Point-per-instance localization data:

++++++++++

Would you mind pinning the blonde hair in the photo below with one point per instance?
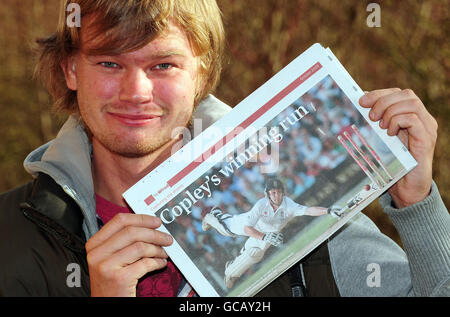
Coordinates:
(127, 25)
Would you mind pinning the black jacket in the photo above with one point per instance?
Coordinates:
(42, 238)
(41, 235)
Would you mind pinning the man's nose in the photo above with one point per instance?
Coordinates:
(136, 87)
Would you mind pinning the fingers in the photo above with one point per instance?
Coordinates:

++++++++++

> WORK REQUIRED: Nothing but the lines from the one containing "Would you mind pinning the man's" to the end of the entries belongs in the answer, and each must match exactly.

> ANSWER TO THE PROBLEM:
Would you mind pinning the man's nose in the photo above with one point per instance?
Coordinates:
(136, 87)
Would you mind pinning the fingers in the photo above with one point per instance?
Coordinates:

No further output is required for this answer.